■ **Página**:
A base tributável do ISV encontra-se prevista no artigo 4.º do CISV, conforme se transcreve:

“1 - O imposto sobre veículos possui natureza específica, sendo a sua base tributável constituída pelos seguintes elementos, tal como constantes do respetivo certificado de conformidade:

a) Quanto aos automóveis de passageiros, de mercadorias e de utilização mista, tributados pela tabela A, a cilindrada, o nível de emissão de partículas, quando aplicável, e o nível de emissão de dióxido de carbono (CO(índice 2)) relativo ao ciclo combinado de ensaios resultante dos testes realizados ao abrigo do 'Novo Ciclo de Condução Europeu Normalizado' (New European Driving Cycle - NEDC) ou ao abrigo do 'Procedimento Global de Testes Harmonizados de Veículos Ligeiros' (Worldwide Harmonized Light Vehicle Test Procedure - WLTP), consoante o sistema de testes a que o veículo foi sujeito para efeitos da sua homologação técnica;

b) Quanto aos automóveis ligeiros de mercadorias e de utilização mista, tributados pela tabela B, a cilindrada e o nível de emissões de partículas, quando aplicável;

c) Quanto aos veículos fabricados antes de 1970, aos motociclos, triciclos, quadriciclos e autocaravanas, a cilindrada”.

Sob a epígrafe de “Facto gerador”, o n.º 1 do artigo 5.º do CISV determina que “Constitui facto gerador do imposto o fabrico, montagem, admissão ou importação dos veículos tributáveis em território nacional, que estejam obrigados à matrícula em Portugal”.

Entende-se por “Admissão”, a entrada de um veículo originário ou em livre prática noutro Estado-membro da União Europeia em território nacional; e “Importação”, a entrada de um veículo originário de país terceiro em território nacional – alíneas a) e b) do n.º 3 do artigo 5.º do CISV. O ISV torna se exigível “no momento da introdução no consumo”, quando o facto gerador do imposto é “o fabrico, montagem, admissão ou importação dos veículos tributáveis em território nacional” – n.º 1 do artigo 6.º do CISV.

 Nos termos do n.º 1 do artigo 6.º, a “introdução no consumo” considera-se verificada:

a) “No momento da apresentação do pedido de introdução no consumo pelos operadores registados e reconhecidos”;

b) “No momento da apresentação da declaração aduaneira de veículos pelos particulares”. (Vide Acórdão do Supremo Tribunal Administrativo de 27 de janeiro de 2010, proferido no processo nº 0766/09).

■ **Tarefas**:
(a) Extraia do texto sobre o ISV o trecho que começa em "Sob a epígrafe" e segue até "6.º do CISV.", sem qualquer alteração.
(b) Segundo o texto sobre o ISV, que elemento constitui a base tributável dos veículos fabricados antes de 1970?

■ **Entradas**:

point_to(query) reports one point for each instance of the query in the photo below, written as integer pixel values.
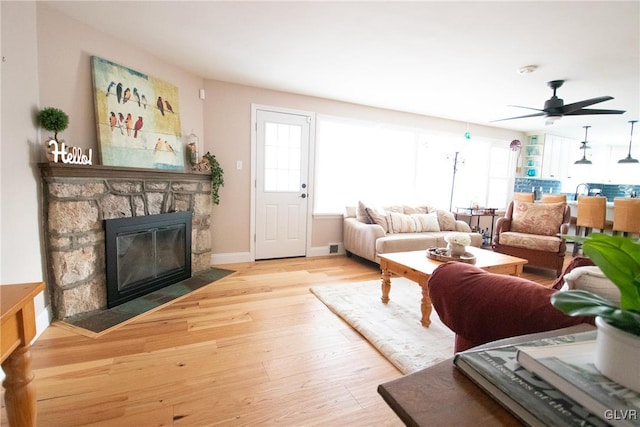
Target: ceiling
(449, 59)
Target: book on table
(531, 399)
(570, 368)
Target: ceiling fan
(554, 107)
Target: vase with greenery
(217, 177)
(53, 120)
(618, 338)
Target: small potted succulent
(53, 120)
(618, 336)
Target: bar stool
(554, 198)
(592, 213)
(626, 216)
(525, 197)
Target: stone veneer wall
(76, 200)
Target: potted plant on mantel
(53, 120)
(217, 177)
(618, 337)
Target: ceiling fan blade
(528, 108)
(519, 117)
(581, 104)
(587, 111)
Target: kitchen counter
(573, 205)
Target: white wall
(21, 247)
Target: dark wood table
(440, 395)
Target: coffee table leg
(425, 306)
(386, 284)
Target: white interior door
(281, 184)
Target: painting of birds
(129, 122)
(113, 120)
(121, 122)
(111, 85)
(160, 105)
(126, 96)
(137, 127)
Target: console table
(18, 329)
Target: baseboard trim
(237, 257)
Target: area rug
(99, 322)
(393, 328)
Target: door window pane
(282, 157)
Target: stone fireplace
(77, 200)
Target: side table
(18, 329)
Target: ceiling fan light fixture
(584, 160)
(630, 159)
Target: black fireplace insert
(146, 253)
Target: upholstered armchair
(530, 231)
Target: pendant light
(583, 160)
(629, 159)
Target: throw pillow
(378, 216)
(410, 210)
(446, 220)
(426, 222)
(361, 213)
(401, 223)
(537, 218)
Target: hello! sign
(69, 155)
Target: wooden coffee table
(416, 266)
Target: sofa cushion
(537, 218)
(446, 220)
(407, 242)
(414, 223)
(409, 210)
(361, 213)
(401, 223)
(538, 242)
(426, 222)
(378, 216)
(481, 307)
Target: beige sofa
(369, 231)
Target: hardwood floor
(255, 348)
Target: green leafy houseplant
(619, 259)
(217, 177)
(53, 120)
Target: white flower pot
(618, 355)
(456, 250)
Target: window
(385, 164)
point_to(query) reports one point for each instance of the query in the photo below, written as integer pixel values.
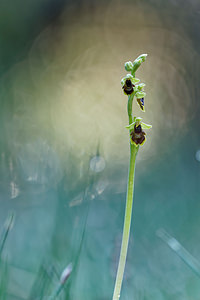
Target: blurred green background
(64, 149)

■ **Respostas do exercício**:
(a)
Sob a epígrafe de “Facto gerador”, o n.º 1 do artigo 5.º do CISV determina que “Constitui facto gerador do imposto o fabrico, montagem, admissão ou importação dos veículos tributáveis em território nacional, que estejam obrigados à matrícula em Portugal”.

Entende-se por “Admissão”, a entrada de um veículo originário ou em livre prática noutro Estado-membro da União Europeia em território nacional; e “Importação”, a entrada de um veículo originário de país terceiro em território nacional – alíneas a) e b) do n.º 3 do artigo 5.º do CISV. O ISV torna se exigível “no momento da introdução no consumo”, quando o facto gerador do imposto é “o fabrico, montagem, admissão ou importação dos veículos tributáveis em território nacional” – n.º 1 do artigo 6.º do CISV.

(b) A cilindrada.